This check will trigger the same way when somebody adds new ARG_* and doesn't add to the table.

>  
> +	err = check_reg_type(env, regno, compatible);
> +	if (err)
> +		return err;
> +
>  	if (type == PTR_TO_BTF_ID) {
>  		const u32 *btf_id = fn->arg_btf_id[arg];
>  
> @@ -4174,10 +4213,6 @@ static int check_func_arg(struct bpf_verifier_env *env, u32 arg,
>  	}
>  
>  	return err;
> -err_type:
> -	verbose(env, "R%d type=%s expected=%s\n", regno,
> -		reg_type_str[type], reg_type_str[expected_type]);
> -	return -EACCES;

I'm not a fan of table driven checks. I think one explicit switch statement
would have been easier to read, but I guess we can convert back to it later if
table becomes too limiting. The improvement in the verifier output is important
and justifies this approach.

Applied to bpf-next. Thanks!
Lorenz Bauer Sept. 22, 2020, 8:20 a.m. UTC | #2
On Mon, 21 Sep 2020 at 23:23, Alexei Starovoitov
<alexei.starovoitov@gmail.com> wrote:
>

> On Mon, Sep 21, 2020 at 01:12:27PM +0100, Lorenz Bauer wrote:

> > +struct bpf_reg_types {

> > +     const enum bpf_reg_type types[10];

> > +};

>

> any idea on how to make it more robust?


I kind of copied this from the bpf_iter context. I prototyped using an
enum bpf_reg_type * and then terminating the array with NOT_INIT.
Writing this out is more involved, and might need some macro magic to
make it palatable. The current approach is a lot simpler, and I
figured that the compiler will error out if we ever exceed the 10
items.

» **EXERCISE 1**:
Pick out and copy every line in the entries below that contains the string "white", with matching capitalization.

» **INPUT**:
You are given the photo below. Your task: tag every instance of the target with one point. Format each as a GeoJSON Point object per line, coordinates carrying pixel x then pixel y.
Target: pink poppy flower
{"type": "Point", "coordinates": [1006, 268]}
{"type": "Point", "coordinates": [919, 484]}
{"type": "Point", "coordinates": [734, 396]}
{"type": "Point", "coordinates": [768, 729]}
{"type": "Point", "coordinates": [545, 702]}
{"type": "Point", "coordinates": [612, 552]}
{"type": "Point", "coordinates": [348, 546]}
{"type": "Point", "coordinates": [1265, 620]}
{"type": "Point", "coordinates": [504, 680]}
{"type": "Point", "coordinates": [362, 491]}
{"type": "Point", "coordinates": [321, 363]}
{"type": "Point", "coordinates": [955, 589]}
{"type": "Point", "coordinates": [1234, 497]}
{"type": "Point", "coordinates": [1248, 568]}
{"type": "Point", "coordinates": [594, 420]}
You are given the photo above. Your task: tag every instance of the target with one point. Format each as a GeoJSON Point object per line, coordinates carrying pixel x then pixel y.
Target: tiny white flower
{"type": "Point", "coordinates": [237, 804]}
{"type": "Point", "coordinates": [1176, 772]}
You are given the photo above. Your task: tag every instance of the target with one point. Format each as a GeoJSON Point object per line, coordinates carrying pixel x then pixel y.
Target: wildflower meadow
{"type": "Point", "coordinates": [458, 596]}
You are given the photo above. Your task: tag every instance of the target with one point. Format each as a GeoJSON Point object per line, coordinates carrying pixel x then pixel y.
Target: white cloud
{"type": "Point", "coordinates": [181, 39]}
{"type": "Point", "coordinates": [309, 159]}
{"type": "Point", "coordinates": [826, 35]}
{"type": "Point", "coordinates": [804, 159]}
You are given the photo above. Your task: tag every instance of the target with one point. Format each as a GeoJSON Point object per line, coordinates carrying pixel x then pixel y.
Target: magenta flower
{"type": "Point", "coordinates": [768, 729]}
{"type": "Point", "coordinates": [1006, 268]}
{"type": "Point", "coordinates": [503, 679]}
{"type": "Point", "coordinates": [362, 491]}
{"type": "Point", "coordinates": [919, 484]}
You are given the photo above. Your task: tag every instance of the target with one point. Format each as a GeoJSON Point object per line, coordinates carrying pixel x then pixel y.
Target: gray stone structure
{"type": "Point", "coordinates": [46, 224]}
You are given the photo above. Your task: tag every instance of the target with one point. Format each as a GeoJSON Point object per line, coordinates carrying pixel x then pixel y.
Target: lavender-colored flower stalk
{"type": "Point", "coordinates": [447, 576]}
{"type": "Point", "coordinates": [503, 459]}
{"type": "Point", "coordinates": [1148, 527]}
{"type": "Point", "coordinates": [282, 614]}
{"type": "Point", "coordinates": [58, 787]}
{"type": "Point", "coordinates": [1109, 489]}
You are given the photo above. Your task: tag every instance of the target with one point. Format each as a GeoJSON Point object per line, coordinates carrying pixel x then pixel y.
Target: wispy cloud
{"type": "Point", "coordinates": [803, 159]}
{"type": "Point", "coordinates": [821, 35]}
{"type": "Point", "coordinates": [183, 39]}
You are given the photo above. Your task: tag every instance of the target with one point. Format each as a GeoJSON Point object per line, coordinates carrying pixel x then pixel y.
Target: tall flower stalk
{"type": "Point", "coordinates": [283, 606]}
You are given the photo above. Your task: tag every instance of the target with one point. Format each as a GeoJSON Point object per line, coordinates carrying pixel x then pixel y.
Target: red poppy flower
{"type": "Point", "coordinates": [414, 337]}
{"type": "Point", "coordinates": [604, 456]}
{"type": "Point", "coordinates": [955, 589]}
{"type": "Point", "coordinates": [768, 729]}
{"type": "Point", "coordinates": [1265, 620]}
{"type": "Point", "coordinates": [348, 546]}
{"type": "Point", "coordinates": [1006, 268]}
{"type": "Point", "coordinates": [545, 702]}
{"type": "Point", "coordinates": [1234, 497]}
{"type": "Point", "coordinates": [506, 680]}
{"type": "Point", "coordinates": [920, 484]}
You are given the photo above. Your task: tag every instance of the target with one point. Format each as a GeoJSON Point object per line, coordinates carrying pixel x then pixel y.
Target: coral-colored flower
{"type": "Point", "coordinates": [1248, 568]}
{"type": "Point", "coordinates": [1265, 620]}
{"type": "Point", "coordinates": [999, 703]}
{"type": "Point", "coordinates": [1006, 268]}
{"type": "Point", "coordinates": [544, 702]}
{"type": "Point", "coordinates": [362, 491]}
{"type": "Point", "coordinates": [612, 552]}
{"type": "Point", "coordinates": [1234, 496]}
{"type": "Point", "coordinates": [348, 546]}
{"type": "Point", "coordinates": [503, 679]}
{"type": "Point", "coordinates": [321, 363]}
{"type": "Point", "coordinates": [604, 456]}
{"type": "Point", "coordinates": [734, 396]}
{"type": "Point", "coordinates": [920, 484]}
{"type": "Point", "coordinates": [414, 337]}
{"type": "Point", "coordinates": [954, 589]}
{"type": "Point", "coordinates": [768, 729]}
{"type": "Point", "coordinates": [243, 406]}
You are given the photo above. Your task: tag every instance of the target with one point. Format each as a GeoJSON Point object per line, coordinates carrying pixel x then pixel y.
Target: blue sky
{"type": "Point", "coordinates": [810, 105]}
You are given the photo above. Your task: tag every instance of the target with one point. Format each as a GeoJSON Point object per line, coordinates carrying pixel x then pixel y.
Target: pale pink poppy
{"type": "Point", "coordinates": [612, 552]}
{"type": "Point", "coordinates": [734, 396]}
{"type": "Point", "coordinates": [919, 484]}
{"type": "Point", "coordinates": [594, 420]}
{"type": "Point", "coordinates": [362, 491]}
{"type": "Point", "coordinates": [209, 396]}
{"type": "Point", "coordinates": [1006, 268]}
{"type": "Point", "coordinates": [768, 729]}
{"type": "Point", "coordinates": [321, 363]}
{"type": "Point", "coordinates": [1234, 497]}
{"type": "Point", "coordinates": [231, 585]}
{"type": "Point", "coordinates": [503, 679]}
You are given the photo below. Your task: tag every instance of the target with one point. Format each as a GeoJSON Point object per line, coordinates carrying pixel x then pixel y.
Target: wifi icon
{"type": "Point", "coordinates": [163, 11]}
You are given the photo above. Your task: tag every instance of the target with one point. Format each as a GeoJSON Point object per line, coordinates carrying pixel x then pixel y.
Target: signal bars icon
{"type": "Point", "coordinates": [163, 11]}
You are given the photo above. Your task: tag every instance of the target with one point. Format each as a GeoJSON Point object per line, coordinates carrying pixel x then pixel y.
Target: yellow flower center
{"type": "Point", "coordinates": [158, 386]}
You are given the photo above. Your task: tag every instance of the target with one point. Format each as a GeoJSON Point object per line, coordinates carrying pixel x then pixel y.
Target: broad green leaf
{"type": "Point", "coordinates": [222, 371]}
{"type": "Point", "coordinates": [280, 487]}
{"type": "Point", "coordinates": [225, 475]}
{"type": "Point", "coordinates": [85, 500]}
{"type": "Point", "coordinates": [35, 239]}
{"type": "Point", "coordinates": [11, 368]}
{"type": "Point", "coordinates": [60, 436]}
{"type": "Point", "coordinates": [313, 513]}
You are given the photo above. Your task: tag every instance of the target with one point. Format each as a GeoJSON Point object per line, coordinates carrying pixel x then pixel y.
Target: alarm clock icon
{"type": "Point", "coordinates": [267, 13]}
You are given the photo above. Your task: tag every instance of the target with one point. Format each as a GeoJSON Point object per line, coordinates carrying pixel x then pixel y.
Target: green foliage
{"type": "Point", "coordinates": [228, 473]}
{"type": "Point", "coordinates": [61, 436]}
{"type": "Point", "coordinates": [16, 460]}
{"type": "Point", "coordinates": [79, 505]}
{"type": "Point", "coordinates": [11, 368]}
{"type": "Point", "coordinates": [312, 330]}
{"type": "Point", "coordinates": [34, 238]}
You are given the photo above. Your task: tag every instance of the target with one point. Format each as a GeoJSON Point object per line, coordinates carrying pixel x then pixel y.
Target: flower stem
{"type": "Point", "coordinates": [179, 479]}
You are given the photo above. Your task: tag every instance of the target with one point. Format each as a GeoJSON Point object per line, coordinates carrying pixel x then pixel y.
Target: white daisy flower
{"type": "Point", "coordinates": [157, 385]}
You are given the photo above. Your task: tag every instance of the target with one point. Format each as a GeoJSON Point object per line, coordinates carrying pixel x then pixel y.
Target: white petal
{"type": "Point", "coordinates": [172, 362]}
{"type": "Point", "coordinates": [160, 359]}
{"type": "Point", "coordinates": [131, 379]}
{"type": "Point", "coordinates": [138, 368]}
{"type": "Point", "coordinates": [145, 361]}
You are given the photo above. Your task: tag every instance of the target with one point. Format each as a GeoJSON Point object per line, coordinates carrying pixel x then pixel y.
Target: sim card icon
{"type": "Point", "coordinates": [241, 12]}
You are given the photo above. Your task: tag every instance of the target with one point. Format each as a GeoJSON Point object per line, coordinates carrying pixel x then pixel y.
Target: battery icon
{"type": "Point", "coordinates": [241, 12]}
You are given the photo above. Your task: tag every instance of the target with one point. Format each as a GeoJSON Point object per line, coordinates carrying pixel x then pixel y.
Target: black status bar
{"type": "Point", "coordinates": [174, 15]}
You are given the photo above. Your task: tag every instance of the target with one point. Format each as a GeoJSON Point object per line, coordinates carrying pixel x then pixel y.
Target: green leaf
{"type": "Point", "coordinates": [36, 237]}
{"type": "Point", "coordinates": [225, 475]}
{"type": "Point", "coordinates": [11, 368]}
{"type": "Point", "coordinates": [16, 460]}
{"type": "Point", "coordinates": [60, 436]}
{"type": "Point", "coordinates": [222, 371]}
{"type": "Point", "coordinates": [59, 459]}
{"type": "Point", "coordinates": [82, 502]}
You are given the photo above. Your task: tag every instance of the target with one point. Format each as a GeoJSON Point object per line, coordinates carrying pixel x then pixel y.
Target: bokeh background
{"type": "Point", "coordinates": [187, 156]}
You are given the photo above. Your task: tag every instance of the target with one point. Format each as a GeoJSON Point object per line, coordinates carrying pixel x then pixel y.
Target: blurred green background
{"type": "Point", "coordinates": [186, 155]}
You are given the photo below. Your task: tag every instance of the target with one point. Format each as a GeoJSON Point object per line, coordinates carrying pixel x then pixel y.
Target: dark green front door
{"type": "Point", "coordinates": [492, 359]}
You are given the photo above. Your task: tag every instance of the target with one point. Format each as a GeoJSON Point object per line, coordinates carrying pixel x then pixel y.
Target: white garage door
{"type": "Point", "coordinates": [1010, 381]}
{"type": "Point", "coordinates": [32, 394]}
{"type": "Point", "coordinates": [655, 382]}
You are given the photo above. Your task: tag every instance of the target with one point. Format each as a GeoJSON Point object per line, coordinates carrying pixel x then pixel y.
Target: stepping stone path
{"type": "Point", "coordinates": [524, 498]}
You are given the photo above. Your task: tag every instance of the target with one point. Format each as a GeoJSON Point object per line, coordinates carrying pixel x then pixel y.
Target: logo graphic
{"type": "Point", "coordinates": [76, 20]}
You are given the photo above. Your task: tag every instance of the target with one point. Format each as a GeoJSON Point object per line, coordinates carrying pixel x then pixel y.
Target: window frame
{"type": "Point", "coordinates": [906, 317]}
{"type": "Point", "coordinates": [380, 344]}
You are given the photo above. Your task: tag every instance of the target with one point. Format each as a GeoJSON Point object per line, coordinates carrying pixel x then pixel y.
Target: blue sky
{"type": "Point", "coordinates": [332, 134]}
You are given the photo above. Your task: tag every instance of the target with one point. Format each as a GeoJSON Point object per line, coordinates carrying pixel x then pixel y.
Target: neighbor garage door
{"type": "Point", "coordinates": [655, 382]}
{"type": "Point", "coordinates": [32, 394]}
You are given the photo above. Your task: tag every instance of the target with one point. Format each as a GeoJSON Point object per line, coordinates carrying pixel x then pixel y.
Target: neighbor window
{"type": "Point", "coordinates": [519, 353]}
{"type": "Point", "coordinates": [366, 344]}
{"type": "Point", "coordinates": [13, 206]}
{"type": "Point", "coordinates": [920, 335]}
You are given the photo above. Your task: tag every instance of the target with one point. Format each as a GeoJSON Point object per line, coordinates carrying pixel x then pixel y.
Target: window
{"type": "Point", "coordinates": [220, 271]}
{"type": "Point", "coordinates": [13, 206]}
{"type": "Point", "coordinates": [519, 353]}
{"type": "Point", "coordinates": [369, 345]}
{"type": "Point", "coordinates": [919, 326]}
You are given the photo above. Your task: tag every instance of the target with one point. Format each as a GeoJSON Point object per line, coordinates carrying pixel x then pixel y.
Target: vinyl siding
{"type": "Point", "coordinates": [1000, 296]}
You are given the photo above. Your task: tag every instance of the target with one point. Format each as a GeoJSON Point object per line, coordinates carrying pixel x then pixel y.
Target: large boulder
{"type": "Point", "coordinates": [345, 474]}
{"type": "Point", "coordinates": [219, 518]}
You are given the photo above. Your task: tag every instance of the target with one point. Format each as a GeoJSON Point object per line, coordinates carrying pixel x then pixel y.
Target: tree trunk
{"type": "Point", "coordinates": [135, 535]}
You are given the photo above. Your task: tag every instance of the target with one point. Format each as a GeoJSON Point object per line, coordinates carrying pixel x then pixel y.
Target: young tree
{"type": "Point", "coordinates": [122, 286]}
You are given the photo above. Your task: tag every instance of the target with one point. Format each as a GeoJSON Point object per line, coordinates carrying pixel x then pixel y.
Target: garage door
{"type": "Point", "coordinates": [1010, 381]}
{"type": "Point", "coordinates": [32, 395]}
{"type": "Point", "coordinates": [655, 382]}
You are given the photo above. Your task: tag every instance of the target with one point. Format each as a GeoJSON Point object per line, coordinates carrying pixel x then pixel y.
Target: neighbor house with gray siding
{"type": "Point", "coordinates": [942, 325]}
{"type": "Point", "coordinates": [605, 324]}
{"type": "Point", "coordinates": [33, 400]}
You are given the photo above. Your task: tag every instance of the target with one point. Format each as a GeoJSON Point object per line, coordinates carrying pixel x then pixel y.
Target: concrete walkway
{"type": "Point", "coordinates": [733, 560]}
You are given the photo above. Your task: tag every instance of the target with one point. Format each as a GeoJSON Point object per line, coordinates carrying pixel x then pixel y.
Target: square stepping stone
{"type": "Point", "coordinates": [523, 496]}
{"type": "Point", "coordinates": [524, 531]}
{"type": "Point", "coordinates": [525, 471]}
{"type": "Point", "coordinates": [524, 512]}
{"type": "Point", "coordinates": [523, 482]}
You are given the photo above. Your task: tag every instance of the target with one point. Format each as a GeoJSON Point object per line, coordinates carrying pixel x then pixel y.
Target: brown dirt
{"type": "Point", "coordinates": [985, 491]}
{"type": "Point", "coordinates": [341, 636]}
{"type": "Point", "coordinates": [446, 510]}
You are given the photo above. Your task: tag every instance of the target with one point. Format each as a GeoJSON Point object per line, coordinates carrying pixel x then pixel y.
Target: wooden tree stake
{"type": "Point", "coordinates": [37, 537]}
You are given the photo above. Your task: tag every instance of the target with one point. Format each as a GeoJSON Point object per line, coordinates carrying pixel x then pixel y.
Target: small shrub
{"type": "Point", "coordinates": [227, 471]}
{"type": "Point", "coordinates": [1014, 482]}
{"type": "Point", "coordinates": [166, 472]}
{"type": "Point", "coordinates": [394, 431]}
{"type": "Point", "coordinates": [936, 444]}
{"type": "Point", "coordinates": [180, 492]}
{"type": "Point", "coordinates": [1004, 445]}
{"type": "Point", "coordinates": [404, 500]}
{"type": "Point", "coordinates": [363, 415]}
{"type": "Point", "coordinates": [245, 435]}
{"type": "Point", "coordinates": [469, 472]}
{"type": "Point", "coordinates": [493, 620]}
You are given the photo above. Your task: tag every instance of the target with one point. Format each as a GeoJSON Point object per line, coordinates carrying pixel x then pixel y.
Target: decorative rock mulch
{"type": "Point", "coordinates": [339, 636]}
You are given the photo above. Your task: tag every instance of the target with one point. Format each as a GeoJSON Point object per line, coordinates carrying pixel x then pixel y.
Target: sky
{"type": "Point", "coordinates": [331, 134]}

» **EXERCISE 2**:
Write out the patch review from "I'm not a fan" to "justifies this approach.", changing "switch statement" to "if-else chain" wherever it appears.

» **EXERCISE RESULT 1**:
Target: tiny white flower
Target: white cloud
Target: white daisy flower
Target: white petal
Target: white garage door

» **EXERCISE RESULT 2**:
I'm not a fan of table driven checks. I think one explicit if-else chain
would have been easier to read, but I guess we can convert back to it later if
table becomes too limiting. The improvement in the verifier output is important
and justifies this approach.